### Instructions for the task
Can you reproduce, word for word, the part of the pose-completion text between "Completion is a" and "15° tolerance band).", inclusive?

Hold-time component. The classifier reports a pose as completed when two conditions are simultaneously true:
- The pose has been the argmax classifier output for a contiguous streak of
K = 6frames (see §2.5). - Within that streak, the alignment score has remained above 0.6 (60%) for at least
min_hold_sseconds.
Completion is a one-shot event per pose per sequence pass. It fires once, advances the sequence indicator, and triggers the audible cue. The user must drop out of the pose and re-enter it to re-trigger completion — this prevents accidental re-completion during a rest pause.
Why 60% as the hold threshold. At 60%, the user's joint angles are within the tolerance band on the majority of weighted joints. A strict 80% threshold would frustrate beginners; a lenient 40% threshold would fire on casual near-misses. 60% is consistent with the threshold used in the Google ML Kit PoseClassifier sample and the Perez-Testor study's reported inter-practitioner variance (mean joint-angle SD of ~10° across joints, which maps to roughly a 30% score drop relative to a perfect practitioner on a 15° tolerance band).

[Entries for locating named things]
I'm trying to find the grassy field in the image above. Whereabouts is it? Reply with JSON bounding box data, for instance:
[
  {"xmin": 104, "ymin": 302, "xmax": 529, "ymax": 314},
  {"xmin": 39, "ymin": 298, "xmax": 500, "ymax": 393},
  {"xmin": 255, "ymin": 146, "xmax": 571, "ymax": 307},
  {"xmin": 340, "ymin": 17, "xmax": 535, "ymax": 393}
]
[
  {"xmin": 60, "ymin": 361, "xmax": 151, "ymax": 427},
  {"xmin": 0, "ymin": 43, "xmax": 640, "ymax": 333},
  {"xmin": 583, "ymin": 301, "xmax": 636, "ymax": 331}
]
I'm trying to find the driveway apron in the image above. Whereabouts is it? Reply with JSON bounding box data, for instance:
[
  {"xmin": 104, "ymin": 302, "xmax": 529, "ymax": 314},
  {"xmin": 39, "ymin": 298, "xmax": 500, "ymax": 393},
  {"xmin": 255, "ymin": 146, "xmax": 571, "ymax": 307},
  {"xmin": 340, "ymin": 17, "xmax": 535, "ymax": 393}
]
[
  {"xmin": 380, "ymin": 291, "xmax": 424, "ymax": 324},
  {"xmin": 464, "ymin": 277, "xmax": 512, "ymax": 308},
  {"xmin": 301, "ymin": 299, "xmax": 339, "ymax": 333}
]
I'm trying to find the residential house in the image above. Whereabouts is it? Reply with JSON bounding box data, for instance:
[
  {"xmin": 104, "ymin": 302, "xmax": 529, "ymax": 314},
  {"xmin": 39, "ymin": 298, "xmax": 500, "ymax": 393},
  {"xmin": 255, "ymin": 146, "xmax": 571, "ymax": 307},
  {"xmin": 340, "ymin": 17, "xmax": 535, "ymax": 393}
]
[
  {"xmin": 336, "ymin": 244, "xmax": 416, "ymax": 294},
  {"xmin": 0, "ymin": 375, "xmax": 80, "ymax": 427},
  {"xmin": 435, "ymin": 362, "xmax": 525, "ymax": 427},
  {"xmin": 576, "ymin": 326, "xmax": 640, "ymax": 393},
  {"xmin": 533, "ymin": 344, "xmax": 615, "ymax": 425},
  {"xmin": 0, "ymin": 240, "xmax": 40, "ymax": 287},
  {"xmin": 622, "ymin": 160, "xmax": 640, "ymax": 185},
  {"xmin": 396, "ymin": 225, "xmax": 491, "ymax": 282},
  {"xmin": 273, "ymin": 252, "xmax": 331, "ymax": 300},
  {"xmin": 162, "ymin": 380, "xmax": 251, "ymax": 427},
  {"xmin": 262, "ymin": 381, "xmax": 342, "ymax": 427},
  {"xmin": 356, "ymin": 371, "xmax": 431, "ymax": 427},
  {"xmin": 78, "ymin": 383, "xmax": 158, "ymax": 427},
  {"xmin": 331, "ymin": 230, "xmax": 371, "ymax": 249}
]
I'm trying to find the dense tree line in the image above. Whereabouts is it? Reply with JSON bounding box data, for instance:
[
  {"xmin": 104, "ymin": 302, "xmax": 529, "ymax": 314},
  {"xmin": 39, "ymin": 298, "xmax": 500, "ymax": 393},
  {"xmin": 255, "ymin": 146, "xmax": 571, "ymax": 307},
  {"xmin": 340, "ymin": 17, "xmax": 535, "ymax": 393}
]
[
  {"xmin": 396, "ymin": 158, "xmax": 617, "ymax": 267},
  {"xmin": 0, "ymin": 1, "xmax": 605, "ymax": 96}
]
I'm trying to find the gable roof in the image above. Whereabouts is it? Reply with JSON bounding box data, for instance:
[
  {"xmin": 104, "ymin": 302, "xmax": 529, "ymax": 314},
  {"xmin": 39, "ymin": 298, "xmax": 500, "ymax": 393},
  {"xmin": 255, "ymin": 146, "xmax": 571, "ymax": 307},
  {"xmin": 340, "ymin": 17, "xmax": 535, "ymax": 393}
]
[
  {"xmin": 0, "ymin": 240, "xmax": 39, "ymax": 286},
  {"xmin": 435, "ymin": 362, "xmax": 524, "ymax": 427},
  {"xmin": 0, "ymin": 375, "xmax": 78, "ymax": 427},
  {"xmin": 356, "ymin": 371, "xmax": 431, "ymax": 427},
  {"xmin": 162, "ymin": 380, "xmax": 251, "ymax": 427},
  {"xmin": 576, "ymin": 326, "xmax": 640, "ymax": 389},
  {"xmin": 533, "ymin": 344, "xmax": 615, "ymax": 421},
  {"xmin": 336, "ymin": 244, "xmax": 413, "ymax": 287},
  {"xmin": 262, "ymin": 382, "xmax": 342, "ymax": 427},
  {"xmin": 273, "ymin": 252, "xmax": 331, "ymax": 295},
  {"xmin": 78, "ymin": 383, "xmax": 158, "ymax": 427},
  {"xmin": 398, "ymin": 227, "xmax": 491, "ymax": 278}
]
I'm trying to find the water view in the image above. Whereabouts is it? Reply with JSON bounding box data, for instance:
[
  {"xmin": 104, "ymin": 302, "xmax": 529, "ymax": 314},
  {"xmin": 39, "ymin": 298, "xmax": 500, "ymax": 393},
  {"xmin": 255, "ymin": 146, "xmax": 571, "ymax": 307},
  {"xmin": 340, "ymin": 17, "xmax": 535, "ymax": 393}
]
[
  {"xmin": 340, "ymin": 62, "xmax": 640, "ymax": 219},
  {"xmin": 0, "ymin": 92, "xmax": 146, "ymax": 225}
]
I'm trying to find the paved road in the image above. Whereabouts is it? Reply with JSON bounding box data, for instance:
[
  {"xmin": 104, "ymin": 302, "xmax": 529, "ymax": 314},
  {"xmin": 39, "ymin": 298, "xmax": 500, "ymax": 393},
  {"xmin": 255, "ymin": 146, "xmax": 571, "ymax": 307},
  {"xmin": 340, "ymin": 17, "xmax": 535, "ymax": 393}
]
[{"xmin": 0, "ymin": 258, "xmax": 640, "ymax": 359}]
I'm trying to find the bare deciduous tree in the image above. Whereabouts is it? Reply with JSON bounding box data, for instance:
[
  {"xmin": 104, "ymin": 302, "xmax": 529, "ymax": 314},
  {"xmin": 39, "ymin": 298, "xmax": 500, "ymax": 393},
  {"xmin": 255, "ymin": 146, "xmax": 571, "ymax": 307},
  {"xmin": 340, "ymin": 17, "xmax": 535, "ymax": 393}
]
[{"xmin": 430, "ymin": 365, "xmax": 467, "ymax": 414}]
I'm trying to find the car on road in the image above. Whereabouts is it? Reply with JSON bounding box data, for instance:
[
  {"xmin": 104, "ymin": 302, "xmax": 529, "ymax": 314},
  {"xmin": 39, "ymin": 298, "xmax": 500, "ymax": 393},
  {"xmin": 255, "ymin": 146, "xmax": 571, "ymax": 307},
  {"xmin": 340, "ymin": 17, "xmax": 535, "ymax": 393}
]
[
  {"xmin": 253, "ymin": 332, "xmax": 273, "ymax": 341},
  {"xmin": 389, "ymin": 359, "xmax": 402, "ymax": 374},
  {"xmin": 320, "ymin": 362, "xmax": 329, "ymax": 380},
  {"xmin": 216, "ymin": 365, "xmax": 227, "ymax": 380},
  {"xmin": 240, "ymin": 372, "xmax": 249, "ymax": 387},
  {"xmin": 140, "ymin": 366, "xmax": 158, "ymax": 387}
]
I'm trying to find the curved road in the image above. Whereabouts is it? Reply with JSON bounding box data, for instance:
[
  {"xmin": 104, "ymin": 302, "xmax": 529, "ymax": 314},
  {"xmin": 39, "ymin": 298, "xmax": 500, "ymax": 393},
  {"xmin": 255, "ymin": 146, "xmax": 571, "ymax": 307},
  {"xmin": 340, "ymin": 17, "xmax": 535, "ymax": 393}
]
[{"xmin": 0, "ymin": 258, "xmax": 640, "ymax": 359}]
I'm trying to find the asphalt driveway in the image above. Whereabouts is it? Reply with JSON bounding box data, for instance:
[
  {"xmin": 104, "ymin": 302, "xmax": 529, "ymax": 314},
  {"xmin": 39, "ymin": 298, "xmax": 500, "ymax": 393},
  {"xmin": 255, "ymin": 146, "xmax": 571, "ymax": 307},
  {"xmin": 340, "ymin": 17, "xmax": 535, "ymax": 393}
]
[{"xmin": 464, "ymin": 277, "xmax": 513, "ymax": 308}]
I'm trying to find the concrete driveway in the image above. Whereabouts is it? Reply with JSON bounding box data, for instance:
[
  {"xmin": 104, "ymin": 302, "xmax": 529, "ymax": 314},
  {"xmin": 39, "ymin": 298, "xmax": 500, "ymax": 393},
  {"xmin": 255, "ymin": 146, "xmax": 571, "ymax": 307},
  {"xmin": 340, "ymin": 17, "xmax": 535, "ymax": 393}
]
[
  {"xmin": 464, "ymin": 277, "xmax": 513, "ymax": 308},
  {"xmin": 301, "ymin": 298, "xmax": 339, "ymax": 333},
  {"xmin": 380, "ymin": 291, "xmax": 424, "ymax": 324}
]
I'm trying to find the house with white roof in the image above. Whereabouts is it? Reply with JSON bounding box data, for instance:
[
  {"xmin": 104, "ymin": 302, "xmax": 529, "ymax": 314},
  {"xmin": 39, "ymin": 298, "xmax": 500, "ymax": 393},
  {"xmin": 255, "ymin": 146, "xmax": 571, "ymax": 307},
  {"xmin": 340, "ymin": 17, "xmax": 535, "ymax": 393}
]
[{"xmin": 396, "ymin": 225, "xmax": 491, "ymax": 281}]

### Response below
Completion is a one-shot event per pose per sequence pass. It fires once, advances the sequence indicator, and triggers the audible cue. The user must drop out of the pose and re-enter it to re-trigger completion — this prevents accidental re-completion during a rest pause.
Why 60% as the hold threshold. At 60%, the user's joint angles are within the tolerance band on the majority of weighted joints. A strict 80% threshold would frustrate beginners; a lenient 40% threshold would fire on casual near-misses. 60% is consistent with the threshold used in the Google ML Kit PoseClassifier sample and the Perez-Testor study's reported inter-practitioner variance (mean joint-angle SD of ~10° across joints, which maps to roughly a 30% score drop relative to a perfect practitioner on a 15° tolerance band).